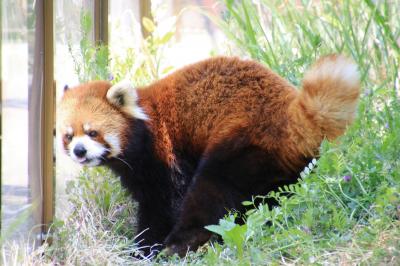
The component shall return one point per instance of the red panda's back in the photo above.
(206, 102)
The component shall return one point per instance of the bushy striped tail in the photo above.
(327, 103)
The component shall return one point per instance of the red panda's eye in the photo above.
(92, 133)
(68, 137)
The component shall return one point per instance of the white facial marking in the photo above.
(130, 99)
(94, 150)
(86, 127)
(113, 141)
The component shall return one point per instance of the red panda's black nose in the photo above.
(79, 150)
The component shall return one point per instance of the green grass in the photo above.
(346, 207)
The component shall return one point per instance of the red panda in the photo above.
(202, 140)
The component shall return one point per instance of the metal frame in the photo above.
(48, 115)
(101, 21)
(145, 11)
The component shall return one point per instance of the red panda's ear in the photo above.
(124, 96)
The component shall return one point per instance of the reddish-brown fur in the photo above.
(213, 113)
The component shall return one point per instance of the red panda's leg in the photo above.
(225, 178)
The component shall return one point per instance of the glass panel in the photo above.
(18, 41)
(70, 28)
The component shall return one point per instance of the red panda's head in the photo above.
(93, 120)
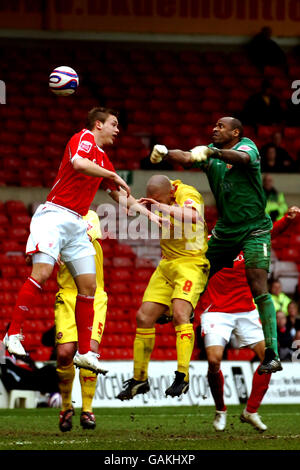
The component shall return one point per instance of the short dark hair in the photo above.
(99, 114)
(236, 124)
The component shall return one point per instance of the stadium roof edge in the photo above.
(138, 37)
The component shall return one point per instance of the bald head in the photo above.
(234, 123)
(227, 132)
(159, 187)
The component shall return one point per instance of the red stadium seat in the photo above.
(7, 298)
(39, 126)
(24, 271)
(18, 233)
(27, 151)
(122, 261)
(5, 284)
(16, 126)
(121, 274)
(143, 274)
(245, 354)
(118, 287)
(20, 220)
(143, 263)
(291, 254)
(15, 206)
(11, 246)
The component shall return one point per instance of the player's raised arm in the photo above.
(131, 203)
(85, 166)
(160, 152)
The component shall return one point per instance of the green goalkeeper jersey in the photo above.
(238, 191)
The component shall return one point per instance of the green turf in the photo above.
(166, 428)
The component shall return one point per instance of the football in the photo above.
(63, 81)
(54, 400)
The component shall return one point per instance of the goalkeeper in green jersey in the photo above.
(232, 165)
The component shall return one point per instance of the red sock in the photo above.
(260, 384)
(28, 296)
(216, 384)
(84, 314)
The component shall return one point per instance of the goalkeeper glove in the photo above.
(201, 153)
(158, 153)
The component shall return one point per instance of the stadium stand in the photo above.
(146, 103)
(175, 108)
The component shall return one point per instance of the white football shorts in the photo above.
(245, 325)
(55, 229)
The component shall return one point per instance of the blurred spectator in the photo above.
(263, 50)
(269, 160)
(23, 374)
(284, 337)
(293, 318)
(276, 206)
(292, 113)
(274, 157)
(262, 108)
(280, 299)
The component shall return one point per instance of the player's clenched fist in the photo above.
(158, 153)
(200, 153)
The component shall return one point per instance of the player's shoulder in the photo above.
(186, 191)
(84, 137)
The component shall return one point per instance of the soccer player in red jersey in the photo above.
(57, 228)
(227, 306)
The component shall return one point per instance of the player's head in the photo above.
(160, 188)
(227, 132)
(103, 122)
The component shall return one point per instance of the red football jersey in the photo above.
(75, 190)
(228, 290)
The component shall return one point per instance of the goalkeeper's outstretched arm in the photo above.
(198, 154)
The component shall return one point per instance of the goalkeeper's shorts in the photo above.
(64, 310)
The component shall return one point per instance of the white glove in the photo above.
(158, 153)
(200, 153)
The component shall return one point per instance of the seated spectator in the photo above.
(270, 162)
(274, 157)
(263, 50)
(284, 337)
(293, 318)
(262, 108)
(276, 206)
(280, 299)
(23, 374)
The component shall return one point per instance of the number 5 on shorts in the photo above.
(187, 286)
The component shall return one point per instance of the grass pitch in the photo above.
(165, 428)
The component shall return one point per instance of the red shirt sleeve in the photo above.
(106, 184)
(84, 146)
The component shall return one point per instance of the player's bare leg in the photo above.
(85, 357)
(66, 372)
(257, 279)
(143, 346)
(185, 338)
(28, 296)
(216, 383)
(260, 384)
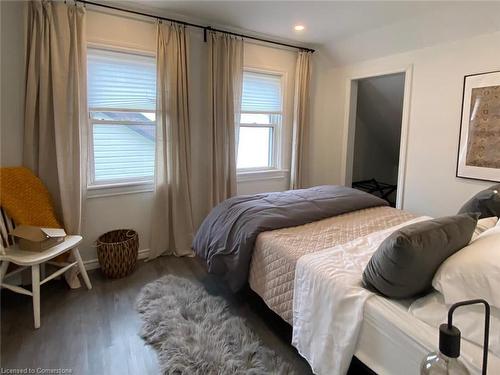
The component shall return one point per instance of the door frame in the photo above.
(350, 127)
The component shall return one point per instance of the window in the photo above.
(260, 121)
(122, 104)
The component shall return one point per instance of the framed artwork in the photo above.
(479, 146)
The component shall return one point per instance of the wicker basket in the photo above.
(117, 252)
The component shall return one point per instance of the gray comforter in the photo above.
(227, 236)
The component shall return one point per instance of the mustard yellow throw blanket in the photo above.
(25, 198)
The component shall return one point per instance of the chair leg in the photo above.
(35, 281)
(81, 267)
(3, 270)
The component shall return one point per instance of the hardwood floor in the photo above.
(96, 332)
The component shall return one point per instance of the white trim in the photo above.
(261, 175)
(349, 127)
(93, 264)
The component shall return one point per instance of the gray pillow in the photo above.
(405, 262)
(486, 202)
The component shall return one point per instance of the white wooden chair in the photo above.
(10, 253)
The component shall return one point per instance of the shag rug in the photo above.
(196, 333)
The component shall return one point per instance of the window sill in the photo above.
(269, 174)
(109, 190)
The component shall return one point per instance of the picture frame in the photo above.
(478, 154)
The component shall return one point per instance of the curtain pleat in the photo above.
(300, 118)
(225, 65)
(172, 226)
(55, 106)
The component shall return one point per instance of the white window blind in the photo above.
(261, 92)
(121, 80)
(260, 121)
(122, 104)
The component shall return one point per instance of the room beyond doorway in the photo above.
(376, 135)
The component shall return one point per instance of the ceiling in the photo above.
(348, 31)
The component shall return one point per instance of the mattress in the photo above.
(392, 341)
(272, 269)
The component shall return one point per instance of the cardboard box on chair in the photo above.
(36, 238)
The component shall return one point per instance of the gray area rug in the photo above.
(196, 333)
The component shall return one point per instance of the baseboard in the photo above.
(93, 264)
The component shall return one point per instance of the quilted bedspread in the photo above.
(276, 252)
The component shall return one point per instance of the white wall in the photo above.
(431, 186)
(12, 82)
(103, 213)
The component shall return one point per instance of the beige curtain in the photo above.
(300, 118)
(225, 62)
(55, 106)
(172, 227)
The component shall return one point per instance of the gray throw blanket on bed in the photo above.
(227, 236)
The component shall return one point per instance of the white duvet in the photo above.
(329, 299)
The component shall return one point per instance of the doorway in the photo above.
(376, 134)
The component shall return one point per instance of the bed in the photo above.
(272, 268)
(391, 339)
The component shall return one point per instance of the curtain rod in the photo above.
(204, 28)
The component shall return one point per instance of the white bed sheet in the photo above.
(393, 342)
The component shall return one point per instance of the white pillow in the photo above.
(473, 272)
(483, 225)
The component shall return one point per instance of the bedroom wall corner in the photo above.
(12, 78)
(323, 149)
(431, 187)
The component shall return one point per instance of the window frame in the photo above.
(115, 186)
(277, 127)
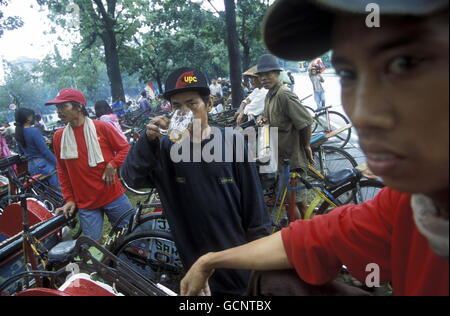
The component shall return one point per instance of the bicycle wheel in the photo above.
(354, 193)
(153, 254)
(329, 159)
(336, 121)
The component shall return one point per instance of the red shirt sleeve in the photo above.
(354, 235)
(117, 143)
(66, 186)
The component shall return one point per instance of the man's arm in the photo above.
(255, 220)
(263, 254)
(66, 186)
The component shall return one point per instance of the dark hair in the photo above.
(21, 116)
(77, 105)
(101, 108)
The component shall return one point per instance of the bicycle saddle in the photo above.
(62, 251)
(339, 178)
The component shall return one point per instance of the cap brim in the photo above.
(201, 90)
(301, 29)
(56, 101)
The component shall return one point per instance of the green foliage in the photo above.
(152, 39)
(10, 22)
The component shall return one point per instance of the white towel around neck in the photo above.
(69, 148)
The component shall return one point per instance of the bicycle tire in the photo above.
(340, 140)
(346, 194)
(335, 158)
(137, 250)
(135, 191)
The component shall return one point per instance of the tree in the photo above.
(250, 14)
(10, 22)
(233, 53)
(112, 22)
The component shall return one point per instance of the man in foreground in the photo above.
(394, 80)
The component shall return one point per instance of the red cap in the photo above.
(68, 95)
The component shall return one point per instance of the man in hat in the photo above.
(88, 153)
(395, 90)
(284, 110)
(253, 105)
(210, 205)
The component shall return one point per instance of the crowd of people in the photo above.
(395, 91)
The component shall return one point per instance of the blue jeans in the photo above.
(319, 97)
(42, 166)
(92, 220)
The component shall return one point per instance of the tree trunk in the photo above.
(246, 56)
(233, 53)
(113, 66)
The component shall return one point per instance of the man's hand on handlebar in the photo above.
(68, 209)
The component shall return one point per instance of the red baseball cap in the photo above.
(68, 95)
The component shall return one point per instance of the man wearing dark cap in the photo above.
(210, 205)
(395, 90)
(88, 154)
(283, 110)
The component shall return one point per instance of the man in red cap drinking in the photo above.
(394, 79)
(88, 154)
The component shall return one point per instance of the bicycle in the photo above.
(148, 247)
(45, 269)
(328, 159)
(331, 123)
(38, 190)
(337, 189)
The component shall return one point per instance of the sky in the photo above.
(32, 40)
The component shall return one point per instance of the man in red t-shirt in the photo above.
(88, 154)
(394, 76)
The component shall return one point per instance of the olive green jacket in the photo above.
(284, 110)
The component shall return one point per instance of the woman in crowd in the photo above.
(32, 145)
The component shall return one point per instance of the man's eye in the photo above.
(401, 64)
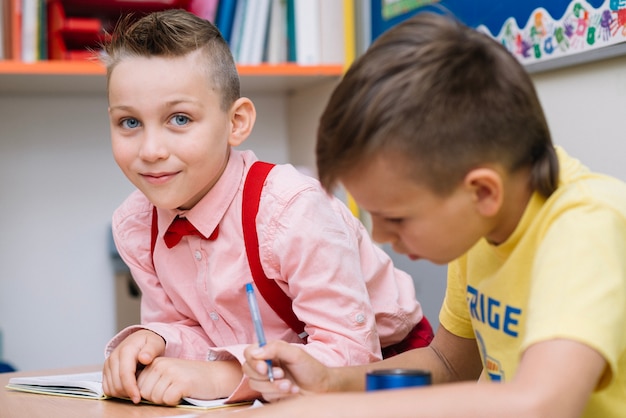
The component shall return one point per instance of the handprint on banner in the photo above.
(606, 20)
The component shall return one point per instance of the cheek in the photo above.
(123, 154)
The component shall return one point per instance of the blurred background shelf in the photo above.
(84, 77)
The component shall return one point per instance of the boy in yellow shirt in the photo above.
(438, 132)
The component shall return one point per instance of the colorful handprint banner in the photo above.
(535, 31)
(581, 27)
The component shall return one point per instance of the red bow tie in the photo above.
(181, 227)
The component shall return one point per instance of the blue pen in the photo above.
(258, 325)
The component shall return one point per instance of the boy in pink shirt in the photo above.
(175, 116)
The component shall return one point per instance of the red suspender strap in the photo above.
(154, 232)
(271, 292)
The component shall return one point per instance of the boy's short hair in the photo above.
(443, 97)
(175, 33)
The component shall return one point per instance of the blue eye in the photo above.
(130, 123)
(180, 120)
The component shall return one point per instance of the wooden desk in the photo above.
(29, 405)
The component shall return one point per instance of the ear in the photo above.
(242, 117)
(486, 187)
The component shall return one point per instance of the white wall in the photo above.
(59, 186)
(586, 110)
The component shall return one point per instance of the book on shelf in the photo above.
(332, 32)
(89, 385)
(30, 30)
(307, 30)
(236, 32)
(224, 19)
(276, 45)
(254, 32)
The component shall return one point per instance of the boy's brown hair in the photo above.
(444, 99)
(175, 33)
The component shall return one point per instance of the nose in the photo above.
(153, 146)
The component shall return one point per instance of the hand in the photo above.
(295, 371)
(167, 380)
(120, 368)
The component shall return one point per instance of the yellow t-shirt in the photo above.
(561, 274)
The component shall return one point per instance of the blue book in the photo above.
(225, 17)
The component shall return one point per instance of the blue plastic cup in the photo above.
(396, 379)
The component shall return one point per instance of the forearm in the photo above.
(349, 379)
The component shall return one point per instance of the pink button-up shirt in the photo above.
(344, 288)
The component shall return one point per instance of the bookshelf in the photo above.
(84, 77)
(55, 148)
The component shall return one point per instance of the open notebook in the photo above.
(89, 385)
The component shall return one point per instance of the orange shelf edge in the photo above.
(96, 68)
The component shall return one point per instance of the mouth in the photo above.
(158, 178)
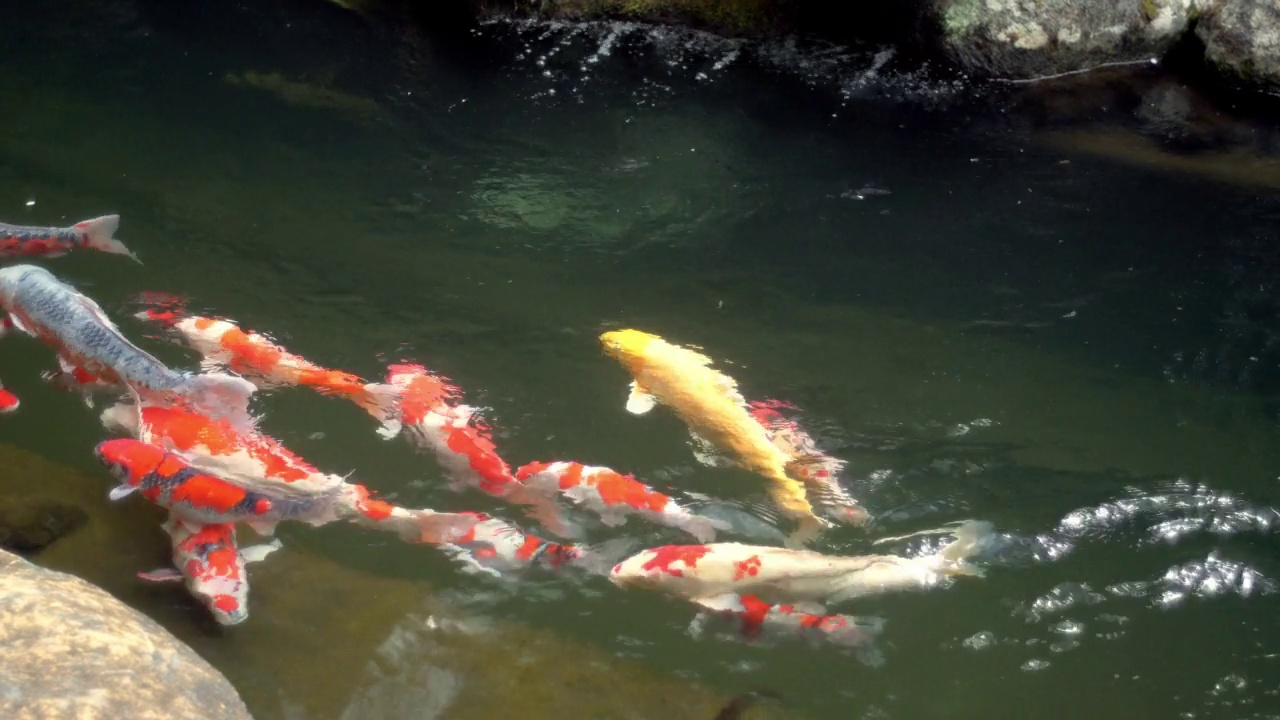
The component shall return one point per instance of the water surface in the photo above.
(1084, 352)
# # # # #
Please write out, word for word, each line from the one with "hand in the photo above." to the last line of the data, keeping both ends and omitting pictures.

The component shall return one point per instance of the hand in the photo above.
(295, 371)
(167, 380)
(120, 368)
The component shall return one point per instance of the yellow t-shirt in the photo above.
(561, 274)
The component shall return one point per instance of the blue book in the photo above.
(225, 17)
The component shall return one point per instance of the blue plastic cup in the photo above.
(396, 379)
The component shall return one point per instance of the forearm in the photo above.
(349, 379)
The component shall return one point per instance of the pink button-up shirt in the photo above.
(344, 288)
The component shall return one point per instance of the bookshelf in the photo above.
(84, 77)
(55, 148)
The component shall return one point per instance of the open notebook in the photo above.
(89, 385)
The component shall return one point per instance of the orange shelf edge in the photo above.
(96, 68)
The component shall return one point per instance of the mouth in the photo above.
(158, 178)
The component shall return one point per instance of the water surface in the photo above.
(1084, 352)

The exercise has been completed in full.